■ FRAGMENTO PARA LEER
----------------------------------------

Esta historia sucedió verdaderamente en esa mágica tierra llena de contrastes que es Aragón. Aunque seguramente a muchos os resulte familiar. 

Los contadores de historias que basamos una parte de nuestro repertorio en la vieja tradición oral debemos mucho a esos recolectores, sin los que tal vez muchas de esas esencias y sabores, de esas palabras, se habrían perdido para siempre. Su trabajo en este territorio, como en otros muchos, ha sido admirable y, por desgracia, no siempre lo suficientemente reconocido. Quizás porque ellos, al igual que  sus informantes o especialistas/frutos, no buscaban otra cosa que compartir con los demás lo que en muchas ocasiones escucharon al calor del fogaril** o en una tórrida tarde de verano allá en el Sobrepuerto*** con la sola compañía de su informante/pastor.

----------------------------------------

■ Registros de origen
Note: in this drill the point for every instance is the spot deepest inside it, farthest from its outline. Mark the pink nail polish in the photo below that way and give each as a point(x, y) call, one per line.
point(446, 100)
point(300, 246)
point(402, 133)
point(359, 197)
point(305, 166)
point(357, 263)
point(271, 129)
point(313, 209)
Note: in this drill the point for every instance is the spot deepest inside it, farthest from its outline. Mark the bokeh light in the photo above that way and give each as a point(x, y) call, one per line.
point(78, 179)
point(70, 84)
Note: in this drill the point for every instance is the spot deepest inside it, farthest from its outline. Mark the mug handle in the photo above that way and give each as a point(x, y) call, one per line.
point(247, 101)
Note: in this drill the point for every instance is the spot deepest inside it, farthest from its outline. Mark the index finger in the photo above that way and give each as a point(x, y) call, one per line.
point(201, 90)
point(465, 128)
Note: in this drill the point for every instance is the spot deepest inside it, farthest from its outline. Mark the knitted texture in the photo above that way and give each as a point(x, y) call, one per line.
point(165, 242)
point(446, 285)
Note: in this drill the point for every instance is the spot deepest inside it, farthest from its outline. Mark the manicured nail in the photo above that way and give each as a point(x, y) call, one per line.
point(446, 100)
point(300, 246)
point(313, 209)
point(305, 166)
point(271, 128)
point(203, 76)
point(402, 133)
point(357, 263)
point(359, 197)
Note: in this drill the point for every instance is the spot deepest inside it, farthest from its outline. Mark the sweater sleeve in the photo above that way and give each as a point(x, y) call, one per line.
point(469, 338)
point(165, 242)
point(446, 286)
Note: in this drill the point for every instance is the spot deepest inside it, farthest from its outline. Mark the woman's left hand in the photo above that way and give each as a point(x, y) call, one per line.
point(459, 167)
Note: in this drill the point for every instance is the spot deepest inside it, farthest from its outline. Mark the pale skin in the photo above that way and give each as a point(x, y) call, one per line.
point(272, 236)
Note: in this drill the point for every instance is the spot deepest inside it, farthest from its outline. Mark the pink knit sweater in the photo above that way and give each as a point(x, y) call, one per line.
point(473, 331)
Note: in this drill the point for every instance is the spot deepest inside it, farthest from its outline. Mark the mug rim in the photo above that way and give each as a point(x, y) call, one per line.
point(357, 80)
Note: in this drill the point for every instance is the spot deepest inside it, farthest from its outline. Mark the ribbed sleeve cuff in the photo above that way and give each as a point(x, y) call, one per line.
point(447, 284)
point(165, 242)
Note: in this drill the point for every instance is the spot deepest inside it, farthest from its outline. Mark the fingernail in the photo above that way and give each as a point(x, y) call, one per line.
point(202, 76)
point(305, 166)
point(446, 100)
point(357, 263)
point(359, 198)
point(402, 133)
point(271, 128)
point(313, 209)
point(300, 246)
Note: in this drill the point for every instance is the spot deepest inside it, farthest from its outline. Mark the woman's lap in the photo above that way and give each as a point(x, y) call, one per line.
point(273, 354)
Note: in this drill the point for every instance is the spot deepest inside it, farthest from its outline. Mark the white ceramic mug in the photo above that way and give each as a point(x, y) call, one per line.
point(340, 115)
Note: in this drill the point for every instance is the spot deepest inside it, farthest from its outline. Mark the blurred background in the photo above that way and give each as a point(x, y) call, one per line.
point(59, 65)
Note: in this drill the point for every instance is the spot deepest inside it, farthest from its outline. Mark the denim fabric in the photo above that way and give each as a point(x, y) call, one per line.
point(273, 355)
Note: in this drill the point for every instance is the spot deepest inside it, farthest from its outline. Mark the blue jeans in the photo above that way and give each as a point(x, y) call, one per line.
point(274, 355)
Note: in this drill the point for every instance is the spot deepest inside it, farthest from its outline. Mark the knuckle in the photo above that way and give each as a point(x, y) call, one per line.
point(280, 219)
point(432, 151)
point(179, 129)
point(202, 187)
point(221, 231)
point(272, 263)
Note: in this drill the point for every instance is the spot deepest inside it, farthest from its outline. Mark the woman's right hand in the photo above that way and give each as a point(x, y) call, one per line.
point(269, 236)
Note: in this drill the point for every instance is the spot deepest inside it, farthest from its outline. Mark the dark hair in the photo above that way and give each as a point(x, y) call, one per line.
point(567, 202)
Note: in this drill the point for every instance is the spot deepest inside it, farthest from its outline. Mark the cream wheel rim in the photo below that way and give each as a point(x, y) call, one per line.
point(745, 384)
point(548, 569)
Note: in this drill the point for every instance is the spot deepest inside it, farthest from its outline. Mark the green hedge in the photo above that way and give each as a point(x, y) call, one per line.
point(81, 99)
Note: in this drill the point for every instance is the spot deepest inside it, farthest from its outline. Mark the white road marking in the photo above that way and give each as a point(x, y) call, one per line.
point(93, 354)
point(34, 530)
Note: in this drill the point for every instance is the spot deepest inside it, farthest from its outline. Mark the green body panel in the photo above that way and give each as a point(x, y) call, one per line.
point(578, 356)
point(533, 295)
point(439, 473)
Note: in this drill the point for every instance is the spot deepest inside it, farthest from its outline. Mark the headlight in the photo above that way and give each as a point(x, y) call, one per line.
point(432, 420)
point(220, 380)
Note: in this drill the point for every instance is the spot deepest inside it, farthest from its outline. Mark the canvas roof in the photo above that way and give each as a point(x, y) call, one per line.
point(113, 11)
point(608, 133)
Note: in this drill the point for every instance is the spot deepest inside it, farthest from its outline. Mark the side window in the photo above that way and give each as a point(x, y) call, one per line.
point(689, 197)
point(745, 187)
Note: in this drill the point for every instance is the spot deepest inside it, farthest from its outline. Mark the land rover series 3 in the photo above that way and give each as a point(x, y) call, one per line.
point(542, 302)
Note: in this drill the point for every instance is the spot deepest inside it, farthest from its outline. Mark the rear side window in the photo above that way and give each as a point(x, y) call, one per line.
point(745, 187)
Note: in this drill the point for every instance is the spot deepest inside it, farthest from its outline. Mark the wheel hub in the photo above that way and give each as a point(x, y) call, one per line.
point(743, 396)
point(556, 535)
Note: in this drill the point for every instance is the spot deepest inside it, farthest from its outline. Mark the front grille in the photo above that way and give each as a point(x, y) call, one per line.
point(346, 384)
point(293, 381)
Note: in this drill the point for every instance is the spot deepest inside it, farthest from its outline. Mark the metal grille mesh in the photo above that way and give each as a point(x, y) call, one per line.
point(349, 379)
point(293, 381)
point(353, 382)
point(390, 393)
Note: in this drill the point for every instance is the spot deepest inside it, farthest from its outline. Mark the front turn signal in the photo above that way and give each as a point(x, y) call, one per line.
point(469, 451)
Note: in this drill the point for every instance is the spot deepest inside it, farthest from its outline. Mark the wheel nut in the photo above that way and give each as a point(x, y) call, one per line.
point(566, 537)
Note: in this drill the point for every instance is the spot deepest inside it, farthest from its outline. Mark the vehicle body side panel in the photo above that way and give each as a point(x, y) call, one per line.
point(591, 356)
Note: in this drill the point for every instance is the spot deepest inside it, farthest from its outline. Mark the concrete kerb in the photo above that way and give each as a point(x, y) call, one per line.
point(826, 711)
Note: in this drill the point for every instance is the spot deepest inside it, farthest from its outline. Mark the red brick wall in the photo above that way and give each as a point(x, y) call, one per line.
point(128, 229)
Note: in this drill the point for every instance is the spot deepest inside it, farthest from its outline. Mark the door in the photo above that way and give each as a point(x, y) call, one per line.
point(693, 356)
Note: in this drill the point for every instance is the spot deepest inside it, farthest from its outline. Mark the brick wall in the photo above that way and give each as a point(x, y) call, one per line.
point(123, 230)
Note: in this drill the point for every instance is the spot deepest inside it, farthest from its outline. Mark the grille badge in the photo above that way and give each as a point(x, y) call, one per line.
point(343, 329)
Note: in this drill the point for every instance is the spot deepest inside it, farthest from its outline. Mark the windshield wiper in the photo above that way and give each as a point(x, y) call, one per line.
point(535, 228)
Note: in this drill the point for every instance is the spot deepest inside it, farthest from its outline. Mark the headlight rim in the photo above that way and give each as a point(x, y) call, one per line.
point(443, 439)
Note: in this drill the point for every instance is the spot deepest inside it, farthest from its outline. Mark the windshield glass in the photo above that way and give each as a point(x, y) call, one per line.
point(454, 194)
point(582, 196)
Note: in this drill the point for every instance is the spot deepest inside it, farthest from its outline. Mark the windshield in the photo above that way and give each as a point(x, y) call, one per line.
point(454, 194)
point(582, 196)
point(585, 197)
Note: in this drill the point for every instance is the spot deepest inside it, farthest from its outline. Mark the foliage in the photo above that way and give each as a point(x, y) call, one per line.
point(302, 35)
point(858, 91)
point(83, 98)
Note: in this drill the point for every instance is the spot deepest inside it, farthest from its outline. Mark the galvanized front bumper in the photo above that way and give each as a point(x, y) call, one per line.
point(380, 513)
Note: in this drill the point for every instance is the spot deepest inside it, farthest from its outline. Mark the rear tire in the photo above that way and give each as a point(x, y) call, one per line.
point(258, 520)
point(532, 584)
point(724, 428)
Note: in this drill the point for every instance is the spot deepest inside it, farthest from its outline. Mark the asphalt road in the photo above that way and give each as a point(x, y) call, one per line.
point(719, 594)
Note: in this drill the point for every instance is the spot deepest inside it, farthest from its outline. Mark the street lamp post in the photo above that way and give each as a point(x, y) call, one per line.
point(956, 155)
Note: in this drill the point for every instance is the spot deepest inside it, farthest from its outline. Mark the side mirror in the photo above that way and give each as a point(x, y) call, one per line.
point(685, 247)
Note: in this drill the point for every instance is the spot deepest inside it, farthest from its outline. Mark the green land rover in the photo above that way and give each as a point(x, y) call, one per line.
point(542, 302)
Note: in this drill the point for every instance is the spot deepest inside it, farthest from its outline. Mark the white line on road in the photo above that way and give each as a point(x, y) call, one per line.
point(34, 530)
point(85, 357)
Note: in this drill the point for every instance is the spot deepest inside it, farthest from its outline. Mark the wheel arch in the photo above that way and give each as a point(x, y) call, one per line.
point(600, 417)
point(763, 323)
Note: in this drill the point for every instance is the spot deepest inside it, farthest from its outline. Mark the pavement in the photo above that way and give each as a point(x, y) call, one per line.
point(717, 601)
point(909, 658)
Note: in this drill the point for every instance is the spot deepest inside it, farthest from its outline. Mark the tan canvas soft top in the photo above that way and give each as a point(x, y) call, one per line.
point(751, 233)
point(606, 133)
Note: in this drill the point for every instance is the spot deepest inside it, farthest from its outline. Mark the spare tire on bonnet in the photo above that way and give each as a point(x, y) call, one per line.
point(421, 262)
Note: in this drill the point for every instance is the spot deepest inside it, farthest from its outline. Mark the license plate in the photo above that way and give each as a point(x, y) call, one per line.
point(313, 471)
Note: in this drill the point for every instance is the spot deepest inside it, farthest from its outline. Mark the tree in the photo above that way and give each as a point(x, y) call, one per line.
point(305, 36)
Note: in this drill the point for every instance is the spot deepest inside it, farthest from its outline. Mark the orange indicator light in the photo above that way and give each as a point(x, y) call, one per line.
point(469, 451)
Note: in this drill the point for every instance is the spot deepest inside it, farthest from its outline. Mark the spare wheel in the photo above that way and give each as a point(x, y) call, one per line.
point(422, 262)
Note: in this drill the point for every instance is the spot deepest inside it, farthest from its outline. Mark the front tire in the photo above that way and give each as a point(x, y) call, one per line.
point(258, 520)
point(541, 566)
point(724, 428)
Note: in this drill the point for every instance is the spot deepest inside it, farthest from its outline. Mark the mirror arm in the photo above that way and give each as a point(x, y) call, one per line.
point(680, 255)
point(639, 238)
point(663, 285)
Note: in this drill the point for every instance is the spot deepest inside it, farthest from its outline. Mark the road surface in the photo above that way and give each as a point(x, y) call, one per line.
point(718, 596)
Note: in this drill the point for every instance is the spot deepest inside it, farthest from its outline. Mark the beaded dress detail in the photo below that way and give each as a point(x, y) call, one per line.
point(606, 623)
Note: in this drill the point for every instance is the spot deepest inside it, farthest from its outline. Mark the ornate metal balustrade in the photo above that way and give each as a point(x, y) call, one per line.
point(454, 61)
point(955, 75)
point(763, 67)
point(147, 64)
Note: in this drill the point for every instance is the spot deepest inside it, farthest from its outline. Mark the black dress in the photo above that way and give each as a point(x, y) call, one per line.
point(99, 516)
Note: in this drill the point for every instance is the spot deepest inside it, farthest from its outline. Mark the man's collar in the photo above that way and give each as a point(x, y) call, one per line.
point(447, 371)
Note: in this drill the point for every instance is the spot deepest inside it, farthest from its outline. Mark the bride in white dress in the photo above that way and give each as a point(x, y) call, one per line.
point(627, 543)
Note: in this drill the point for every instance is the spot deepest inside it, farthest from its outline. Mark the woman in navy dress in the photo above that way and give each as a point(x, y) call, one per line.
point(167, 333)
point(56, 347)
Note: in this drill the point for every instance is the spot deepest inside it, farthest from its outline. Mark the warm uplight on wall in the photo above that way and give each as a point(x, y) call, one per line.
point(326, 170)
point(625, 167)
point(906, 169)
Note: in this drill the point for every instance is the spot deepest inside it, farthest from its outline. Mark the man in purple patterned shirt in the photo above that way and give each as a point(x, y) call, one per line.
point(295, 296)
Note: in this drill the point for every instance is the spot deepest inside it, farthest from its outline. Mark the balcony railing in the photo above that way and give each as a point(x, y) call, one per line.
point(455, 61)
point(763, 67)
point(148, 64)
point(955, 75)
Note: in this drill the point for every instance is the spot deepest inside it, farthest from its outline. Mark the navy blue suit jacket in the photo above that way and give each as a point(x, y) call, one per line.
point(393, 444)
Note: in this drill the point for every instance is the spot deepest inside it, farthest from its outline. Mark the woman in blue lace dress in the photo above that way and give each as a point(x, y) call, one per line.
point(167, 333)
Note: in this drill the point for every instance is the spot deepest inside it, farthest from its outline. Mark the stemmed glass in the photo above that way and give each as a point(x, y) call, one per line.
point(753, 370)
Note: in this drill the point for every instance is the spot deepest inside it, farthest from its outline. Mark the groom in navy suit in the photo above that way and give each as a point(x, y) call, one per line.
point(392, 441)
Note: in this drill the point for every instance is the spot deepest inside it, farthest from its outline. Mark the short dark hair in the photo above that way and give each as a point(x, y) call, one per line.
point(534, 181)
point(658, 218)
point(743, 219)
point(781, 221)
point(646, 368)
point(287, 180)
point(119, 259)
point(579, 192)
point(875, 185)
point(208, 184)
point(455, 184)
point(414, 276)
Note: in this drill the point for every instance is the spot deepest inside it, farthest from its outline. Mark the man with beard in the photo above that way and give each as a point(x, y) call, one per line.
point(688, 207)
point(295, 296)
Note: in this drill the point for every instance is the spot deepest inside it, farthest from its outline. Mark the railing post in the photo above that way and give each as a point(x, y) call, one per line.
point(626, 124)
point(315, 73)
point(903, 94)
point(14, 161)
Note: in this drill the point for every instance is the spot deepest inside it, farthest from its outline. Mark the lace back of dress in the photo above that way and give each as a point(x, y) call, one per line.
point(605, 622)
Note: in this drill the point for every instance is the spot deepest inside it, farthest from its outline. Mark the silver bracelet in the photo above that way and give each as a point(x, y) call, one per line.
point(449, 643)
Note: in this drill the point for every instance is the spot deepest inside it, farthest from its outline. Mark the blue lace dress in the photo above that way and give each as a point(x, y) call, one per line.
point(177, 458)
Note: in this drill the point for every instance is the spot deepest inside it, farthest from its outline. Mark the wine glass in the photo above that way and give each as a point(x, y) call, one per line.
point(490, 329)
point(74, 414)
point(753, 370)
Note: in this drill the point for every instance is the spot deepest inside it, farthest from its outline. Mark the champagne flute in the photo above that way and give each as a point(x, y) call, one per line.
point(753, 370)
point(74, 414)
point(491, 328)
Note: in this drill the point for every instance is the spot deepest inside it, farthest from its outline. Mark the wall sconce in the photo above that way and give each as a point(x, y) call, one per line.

----------------------------------------

■ TAREAS POR REALIZAR
• a. Traduzca al inglés esta oración del fragmento sobre la tradición oral en Aragón: "Aunque seguramente a muchos os resulte familiar."
• b. Reproduzca el pasaje del fragmento sobre la tradición oral en Aragón comprendido entre "Los contadores de" y "de su informante/pastor.", ambos incluidos.

■ RESULTADOS ESPERADOS
• a. Although many of you will surely find it familiar.

• b.
Los contadores de historias que basamos una parte de nuestro repertorio en la vieja tradición oral debemos mucho a esos recolectores, sin los que tal vez muchas de esas esencias y sabores, de esas palabras, se habrían perdido para siempre. Su trabajo en este territorio, como en otros muchos, ha sido admirable y, por desgracia, no siempre lo suficientemente reconocido. Quizás porque ellos, al igual que  sus informantes o especialistas/frutos, no buscaban otra cosa que compartir con los demás lo que en muchas ocasiones escucharon al calor del fogaril** o en una tórrida tarde de verano allá en el Sobrepuerto*** con la sola compañía de su informante/pastor.